Document passage:
^^^^

It is Monday. The Cambodian sun shines. Skies are once again blue. A troupe of tuk tuks potter out of Siem Reap city heading for the countryside. Again the roads are dusty. One of my Chinese companions manipulates her green checkered Cambodian scarf, wedges it behind her large sunglasses, and masks the dusty, warming air. The further out we go from Siem Reap, the worse the roads are. The stretch of road immediately before the school we are visiting today, is laden with craters, it’s like we are rinding moon-buggies, but tuk tuks have little or no suspension. We bounce with every bump, slide with every swerve, and truly experience the questionable delights of Cambodian road transport.
Khnar Char School is an old friend to Colors of Cambodia, My partner has been teaching there as a volunteer, for years, but it is a new one for the sponsoring of children’s education. Recently taken on, Colors of Cambodia now supports 77 children at the school. Today we come to see those children and give them blue ‘goodie bags’ full of school equipment and clothing. Firstly, a classroom is organised. The children line up in two rows - girls and boys. They wait patiently in line, some wearing shoes, some not. White blouses and white shirts are no longer white, but grey or browning with stain from the reddened earth. Blue shorts are loose, threatening to drop with each step, or simply by waiting in line. One girl has a prosthetic leg. The children all have identically coloured hair and eyes.

^^^^

Listed entries:

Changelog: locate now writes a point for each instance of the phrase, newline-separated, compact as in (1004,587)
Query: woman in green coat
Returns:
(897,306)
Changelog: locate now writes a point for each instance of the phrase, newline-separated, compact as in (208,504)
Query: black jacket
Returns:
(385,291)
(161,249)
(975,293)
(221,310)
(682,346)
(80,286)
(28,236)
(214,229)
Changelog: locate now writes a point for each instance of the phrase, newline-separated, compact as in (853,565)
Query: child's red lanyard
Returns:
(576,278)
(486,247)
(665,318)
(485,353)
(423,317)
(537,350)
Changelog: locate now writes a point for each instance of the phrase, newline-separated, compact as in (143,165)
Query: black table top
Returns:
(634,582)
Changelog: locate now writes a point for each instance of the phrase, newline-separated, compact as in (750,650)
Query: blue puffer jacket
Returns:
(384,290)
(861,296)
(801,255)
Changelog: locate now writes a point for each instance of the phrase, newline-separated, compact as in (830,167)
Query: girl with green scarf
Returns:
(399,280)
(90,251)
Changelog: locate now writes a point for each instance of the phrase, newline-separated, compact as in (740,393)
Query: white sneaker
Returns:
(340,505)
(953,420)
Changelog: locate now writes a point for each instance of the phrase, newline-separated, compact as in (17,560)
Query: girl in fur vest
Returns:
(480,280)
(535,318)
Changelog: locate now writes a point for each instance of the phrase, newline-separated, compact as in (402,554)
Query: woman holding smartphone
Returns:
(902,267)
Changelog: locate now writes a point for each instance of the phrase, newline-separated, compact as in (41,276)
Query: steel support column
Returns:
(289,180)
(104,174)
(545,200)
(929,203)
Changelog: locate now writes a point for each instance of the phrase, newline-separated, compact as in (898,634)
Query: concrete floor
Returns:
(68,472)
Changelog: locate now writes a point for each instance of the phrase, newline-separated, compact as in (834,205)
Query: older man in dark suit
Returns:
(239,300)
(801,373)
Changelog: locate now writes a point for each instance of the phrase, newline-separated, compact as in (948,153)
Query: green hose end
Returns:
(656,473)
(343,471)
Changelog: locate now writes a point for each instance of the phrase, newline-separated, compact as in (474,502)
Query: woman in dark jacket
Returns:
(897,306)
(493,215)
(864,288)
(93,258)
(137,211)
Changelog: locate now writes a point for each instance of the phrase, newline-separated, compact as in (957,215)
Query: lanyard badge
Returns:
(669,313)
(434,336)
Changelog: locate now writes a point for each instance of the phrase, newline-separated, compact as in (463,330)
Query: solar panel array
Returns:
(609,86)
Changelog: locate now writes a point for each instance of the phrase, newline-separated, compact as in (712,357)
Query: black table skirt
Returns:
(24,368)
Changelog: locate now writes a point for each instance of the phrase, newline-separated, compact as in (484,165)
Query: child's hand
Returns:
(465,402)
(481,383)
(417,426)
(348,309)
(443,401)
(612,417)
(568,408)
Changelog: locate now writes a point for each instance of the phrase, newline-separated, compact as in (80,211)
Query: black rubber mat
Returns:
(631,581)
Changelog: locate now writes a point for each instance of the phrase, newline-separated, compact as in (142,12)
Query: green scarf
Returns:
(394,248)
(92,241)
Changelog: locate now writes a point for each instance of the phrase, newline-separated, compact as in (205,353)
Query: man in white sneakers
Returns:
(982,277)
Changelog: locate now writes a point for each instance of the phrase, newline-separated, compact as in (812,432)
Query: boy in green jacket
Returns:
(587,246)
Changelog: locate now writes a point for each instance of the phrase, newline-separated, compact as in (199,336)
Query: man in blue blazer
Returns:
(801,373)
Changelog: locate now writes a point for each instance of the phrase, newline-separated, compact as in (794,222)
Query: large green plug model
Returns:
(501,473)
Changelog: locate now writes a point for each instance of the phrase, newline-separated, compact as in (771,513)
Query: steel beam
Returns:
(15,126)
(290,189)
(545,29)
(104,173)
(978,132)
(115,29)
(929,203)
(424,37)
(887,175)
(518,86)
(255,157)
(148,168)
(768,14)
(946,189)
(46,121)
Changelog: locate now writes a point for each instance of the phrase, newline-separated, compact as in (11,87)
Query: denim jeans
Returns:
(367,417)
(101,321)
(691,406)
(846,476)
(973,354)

^^^^

Prompt 1:
Answer these from the Khnar Char School passage:
(a) What color is the scarf one of the Chinese companions uses to mask the dusty air?
(b) How many children does Colors of Cambodia now support at the school?
(c) What color are the goodie bags given to the children?
Prompt 2: Can you turn the paragraph of the Khnar Char School passage that begins "Khnar Char School is an old friend" into a short bulleted list that keeps its main facts?
Prompt 3: Could you retype everything from "Khnar Char School" down to "hair and eyes." in the Khnar Char School passage?
The entries above come from a different source than the Khnar Char School passage.

Task answer 1:
(a) Green checkered.
(b) 77.
(c) Blue.

Task answer 2:
- Khnar Char School is an old friend to Colors of Cambodia. The writer's partner has volunteered as a teacher there for years.
- Sponsoring children's education at the school is new. Colors of Cambodia now supports 77 children there.
- The visit is to see those children and give them blue goodie bags full of school equipment and clothing.
- A classroom is organized first. The children line up in two rows, one for girls and one for boys.
- They wait patiently, some with shoes and some without.
- Their white blouses and shirts are stained grey or brown by the reddened earth, and their blue shorts are loose.
- One girl has a prosthetic leg.
- All the children have identically colored hair and eyes.

Task answer 3:
Khnar Char School is an old friend to Colors of Cambodia, My partner has been teaching there as a volunteer, for years, but it is a new one for the sponsoring of children’s education. Recently taken on, Colors of Cambodia now supports 77 children at the school. Today we come to see those children and give them blue ‘goodie bags’ full of school equipment and clothing. Firstly, a classroom is organised. The children line up in two rows - girls and boys. They wait patiently in line, some wearing shoes, some not. White blouses and white shirts are no longer white, but grey or browning with stain from the reddened earth. Blue shorts are loose, threatening to drop with each step, or simply by waiting in line. One girl has a prosthetic leg. The children all have identically coloured hair and eyes.